======== FRAGMENTO DEL TEXTO

El canto de los autómatas y la melancolía de lo sagrado

¿Qué ocurre cuando el ser humano, en su afán de replicarse, termina por disolverse en la máquina? ¿Qué significa cuando la verdad ya no se revela, sino que se calcula? ¿Qué horizonte nos queda cuando ya no oramos ni preguntamos, sino que sólo programamos?


La Nota sobre la relación entre la inteligencia humana y la inteligencia artificial, titulada Antiqua et Nova, elaborada por el Dicasterio para la Doctrina de la Fe en diálogo con el Dicasterio para la Cultura y la Educación, es mucho más que un documento doctrinal. Es un aldabonazo ontológico. Una llamada urgente a detenernos y contemplar, no la tecnología como progreso inevitable, sino como un acto profundamente humano, susceptible de redención o de extravío.


En este texto —de resonancia profética y ternura apocalíptica— se despliega una inquietud que no es nueva, pero sí renovada: que en el intento de diseñar artefactos inteligentes, estemos olvidando para qué sirve la inteligencia humana. En la base de este planteamiento está una cuestión no resuelta: ¿es la inteligencia una propiedad replicable o una relación viviente?


El alma programada y el espejismo del bien común

Con la misma precisión con la que Pascal distinguía entre el espíritu de geometría y el espíritu de delicadeza el texto vaticano alerta sobre la tentación de reducir la vida a cálculo. La IA, en su más alta sofisticación, puede simular la voz humana, fabricar imágenes con realismo sobrecogedor, incluso “escribir” tratados con retórica elegante. Pero, como advertía Tzvetan Todorov en su texto ya clásico: Miedo a los bárbaros, “la técnica no piensa, y cuando se le pide que lo haga, simplemente copia nuestras propias sombras”


Esta sombra es el verdadero riesgo: que en nombre del conocimiento, nos despojemos de sabiduría. Que la programación algorítmica, por eficiente que sea, eclipse las zonas más delicadas de nuestra humanidad: la compasión, el perdón, el sentido del misterio, el dolor compartido. O como señalaría Paul Ricœur, que el mundo se nos vuelva “habitable, pero ya no comprensible”.


La Nota no rehúye los desafíos sociales. Reconoce que el acceso desigual a la IA puede profundizar las brechas globales, automatizar la exclusión o delegar decisiones vitales —como diagnósticos médicos o sentencias judiciales— a dispositivos que carecen de alma. Porque el juicio humano no es sólo un proceso lógico, sino un acto moral. Y la moralidad no se programa, se cultiva.

================
======== EXTRACTO DE DATOS

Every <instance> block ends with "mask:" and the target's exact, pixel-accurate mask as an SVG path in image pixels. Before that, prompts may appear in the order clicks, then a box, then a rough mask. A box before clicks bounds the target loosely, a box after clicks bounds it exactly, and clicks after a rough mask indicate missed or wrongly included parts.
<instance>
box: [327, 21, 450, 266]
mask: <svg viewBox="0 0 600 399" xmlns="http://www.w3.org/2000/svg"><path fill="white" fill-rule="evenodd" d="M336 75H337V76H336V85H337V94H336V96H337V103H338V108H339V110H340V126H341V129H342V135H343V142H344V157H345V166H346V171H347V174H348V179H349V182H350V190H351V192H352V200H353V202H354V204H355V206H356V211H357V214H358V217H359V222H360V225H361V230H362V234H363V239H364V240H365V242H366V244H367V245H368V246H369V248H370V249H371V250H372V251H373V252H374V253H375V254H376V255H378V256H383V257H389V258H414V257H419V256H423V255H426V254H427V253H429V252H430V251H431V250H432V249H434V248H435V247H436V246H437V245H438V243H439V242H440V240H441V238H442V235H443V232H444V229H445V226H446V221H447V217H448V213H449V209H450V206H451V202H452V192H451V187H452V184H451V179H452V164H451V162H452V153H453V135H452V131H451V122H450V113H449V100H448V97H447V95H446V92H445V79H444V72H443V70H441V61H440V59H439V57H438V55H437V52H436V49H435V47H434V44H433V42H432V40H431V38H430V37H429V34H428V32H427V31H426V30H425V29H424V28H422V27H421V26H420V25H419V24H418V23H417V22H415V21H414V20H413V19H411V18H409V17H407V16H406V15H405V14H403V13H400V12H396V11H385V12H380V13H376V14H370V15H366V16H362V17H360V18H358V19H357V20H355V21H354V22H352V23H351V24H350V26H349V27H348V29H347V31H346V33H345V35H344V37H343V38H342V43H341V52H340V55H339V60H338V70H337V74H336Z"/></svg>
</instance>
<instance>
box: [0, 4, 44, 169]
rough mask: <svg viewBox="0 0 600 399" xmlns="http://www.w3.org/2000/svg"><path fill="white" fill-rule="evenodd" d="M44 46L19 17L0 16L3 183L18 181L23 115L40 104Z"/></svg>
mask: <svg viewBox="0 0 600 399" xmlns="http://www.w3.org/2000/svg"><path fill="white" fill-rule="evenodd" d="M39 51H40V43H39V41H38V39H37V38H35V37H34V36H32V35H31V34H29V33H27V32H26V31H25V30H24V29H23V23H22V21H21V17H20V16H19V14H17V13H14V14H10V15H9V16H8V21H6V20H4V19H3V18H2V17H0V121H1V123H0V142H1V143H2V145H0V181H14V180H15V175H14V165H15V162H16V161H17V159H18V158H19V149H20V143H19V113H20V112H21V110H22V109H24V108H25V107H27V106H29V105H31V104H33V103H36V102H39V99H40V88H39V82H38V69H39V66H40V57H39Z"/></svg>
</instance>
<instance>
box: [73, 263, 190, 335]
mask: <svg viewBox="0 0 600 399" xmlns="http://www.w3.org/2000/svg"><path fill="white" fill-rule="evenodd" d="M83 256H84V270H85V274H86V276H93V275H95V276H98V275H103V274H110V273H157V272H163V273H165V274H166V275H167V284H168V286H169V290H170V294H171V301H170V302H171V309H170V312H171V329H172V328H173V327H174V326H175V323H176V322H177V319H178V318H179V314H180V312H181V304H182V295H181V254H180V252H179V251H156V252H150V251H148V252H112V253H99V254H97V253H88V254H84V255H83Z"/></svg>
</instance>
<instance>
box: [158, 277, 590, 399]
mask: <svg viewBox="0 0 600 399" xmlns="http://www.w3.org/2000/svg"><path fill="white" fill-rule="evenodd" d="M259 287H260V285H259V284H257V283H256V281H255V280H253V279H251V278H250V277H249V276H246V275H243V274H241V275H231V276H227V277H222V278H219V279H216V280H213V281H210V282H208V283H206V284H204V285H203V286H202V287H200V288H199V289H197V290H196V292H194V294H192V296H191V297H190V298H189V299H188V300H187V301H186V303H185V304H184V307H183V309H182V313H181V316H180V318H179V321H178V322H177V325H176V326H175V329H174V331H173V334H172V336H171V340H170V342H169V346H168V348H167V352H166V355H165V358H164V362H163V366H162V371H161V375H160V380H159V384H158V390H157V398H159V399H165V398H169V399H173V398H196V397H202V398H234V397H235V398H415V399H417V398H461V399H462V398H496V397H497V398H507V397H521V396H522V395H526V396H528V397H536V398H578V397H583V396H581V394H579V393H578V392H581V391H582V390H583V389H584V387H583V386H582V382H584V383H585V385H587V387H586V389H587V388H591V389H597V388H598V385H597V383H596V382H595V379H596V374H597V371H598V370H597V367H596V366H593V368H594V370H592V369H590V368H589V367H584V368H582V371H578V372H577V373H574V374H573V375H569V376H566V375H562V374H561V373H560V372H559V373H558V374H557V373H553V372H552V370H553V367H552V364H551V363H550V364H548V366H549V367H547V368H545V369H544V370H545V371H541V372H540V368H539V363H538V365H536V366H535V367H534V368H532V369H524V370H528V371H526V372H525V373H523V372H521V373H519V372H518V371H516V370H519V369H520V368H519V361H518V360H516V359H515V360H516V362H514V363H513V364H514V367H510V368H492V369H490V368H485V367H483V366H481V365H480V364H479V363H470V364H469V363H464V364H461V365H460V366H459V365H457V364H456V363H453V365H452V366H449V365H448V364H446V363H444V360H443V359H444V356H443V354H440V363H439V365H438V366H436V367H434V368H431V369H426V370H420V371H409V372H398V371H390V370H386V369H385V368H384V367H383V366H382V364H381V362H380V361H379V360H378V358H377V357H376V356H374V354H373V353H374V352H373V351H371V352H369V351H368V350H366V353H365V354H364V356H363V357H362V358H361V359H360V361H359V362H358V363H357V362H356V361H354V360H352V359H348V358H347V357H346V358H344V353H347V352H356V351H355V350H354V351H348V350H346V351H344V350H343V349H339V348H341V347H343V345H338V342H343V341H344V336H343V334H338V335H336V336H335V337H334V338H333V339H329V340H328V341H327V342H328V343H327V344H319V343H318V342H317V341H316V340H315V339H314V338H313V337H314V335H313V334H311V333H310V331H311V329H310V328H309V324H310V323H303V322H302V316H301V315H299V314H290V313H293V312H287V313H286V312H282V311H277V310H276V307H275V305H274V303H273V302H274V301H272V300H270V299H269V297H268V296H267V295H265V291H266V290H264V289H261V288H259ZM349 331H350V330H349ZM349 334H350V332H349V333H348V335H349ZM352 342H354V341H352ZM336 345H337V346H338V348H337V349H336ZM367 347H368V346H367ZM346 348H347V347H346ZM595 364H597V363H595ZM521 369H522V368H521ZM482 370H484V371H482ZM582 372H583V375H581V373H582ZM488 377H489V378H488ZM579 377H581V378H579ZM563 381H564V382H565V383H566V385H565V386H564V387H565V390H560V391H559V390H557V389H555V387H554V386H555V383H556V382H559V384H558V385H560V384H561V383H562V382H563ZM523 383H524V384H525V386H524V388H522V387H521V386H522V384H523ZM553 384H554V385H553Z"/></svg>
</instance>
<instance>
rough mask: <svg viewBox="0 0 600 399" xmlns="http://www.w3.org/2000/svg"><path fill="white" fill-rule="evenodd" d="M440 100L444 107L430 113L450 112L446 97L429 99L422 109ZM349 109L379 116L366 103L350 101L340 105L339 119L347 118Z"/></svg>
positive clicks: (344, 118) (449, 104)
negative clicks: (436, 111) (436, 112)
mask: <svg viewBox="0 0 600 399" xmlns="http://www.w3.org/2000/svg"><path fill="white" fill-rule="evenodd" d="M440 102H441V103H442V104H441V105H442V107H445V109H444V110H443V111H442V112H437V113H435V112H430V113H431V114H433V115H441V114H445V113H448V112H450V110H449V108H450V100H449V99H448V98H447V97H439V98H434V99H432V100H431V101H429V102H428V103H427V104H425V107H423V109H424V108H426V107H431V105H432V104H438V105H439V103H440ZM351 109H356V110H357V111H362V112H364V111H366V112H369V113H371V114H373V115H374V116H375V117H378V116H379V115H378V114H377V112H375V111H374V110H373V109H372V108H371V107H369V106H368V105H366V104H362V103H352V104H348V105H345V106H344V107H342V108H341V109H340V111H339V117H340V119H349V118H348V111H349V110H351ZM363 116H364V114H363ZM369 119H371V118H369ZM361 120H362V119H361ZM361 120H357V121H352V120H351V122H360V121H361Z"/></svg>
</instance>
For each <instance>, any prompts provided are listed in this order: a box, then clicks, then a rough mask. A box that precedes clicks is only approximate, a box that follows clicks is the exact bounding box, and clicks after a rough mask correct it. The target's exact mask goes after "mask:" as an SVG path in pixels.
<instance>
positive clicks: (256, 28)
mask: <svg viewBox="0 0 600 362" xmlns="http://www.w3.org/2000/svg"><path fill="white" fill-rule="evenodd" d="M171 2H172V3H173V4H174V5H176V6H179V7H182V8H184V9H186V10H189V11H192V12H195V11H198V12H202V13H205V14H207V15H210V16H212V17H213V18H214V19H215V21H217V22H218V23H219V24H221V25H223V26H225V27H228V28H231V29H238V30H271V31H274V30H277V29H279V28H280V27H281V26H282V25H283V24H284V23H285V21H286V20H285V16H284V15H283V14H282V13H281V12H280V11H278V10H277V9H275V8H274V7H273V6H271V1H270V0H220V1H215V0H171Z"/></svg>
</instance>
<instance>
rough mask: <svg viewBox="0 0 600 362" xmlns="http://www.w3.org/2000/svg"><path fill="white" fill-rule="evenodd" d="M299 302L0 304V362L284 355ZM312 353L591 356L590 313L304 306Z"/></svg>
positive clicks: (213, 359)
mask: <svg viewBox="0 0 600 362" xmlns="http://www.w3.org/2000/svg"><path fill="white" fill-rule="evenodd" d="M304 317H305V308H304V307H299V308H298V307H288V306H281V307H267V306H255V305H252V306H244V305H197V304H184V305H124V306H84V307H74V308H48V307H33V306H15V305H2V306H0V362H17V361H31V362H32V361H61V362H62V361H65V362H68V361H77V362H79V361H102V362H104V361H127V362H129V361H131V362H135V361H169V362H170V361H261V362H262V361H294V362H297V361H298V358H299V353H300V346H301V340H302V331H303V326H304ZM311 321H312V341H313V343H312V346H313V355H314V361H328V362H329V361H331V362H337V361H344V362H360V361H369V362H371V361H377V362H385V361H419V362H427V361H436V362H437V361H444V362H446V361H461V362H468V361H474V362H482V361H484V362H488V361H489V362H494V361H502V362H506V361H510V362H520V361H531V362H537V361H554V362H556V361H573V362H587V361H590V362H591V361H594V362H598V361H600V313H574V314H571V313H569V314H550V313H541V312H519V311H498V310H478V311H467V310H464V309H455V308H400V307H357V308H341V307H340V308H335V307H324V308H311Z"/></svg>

================

* **TAREAS DEL EJERCICIO**:
[1] Resuma en dos oraciones el fragmento sobre Antiqua et Nova.
[2] Reescriba el pasaje del fragmento sobre Antiqua et Nova desde "La Nota sobre" hasta "o de extravío.", cambiando "documento doctrinal" por "texto doctrinal".

* **RESPUESTAS POR TAREA**:
[1] La Nota Antiqua et Nova, elaborada por el Dicasterio para la Doctrina de la Fe en diálogo con el Dicasterio para la Cultura y la Educación, llama a contemplar la tecnología como un acto profundamente humano, susceptible de redención o de extravío, y alerta sobre la tentación de reducir la vida a cálculo. Señala como verdadero riesgo que, en nombre del conocimiento, nos despojemos de sabiduría, y reconoce que el acceso desigual a la IA puede profundizar las brechas globales y delegar decisiones vitales a dispositivos que carecen de alma, porque el juicio humano es un acto moral.

[2]
La Nota sobre la relación entre la inteligencia humana y la inteligencia artificial, titulada Antiqua et Nova, elaborada por el Dicasterio para la Doctrina de la Fe en diálogo con el Dicasterio para la Cultura y la Educación, es mucho más que un texto doctrinal. Es un aldabonazo ontológico. Una llamada urgente a detenernos y contemplar, no la tecnología como progreso inevitable, sino como un acto profundamente humano, susceptible de redención o de extravío.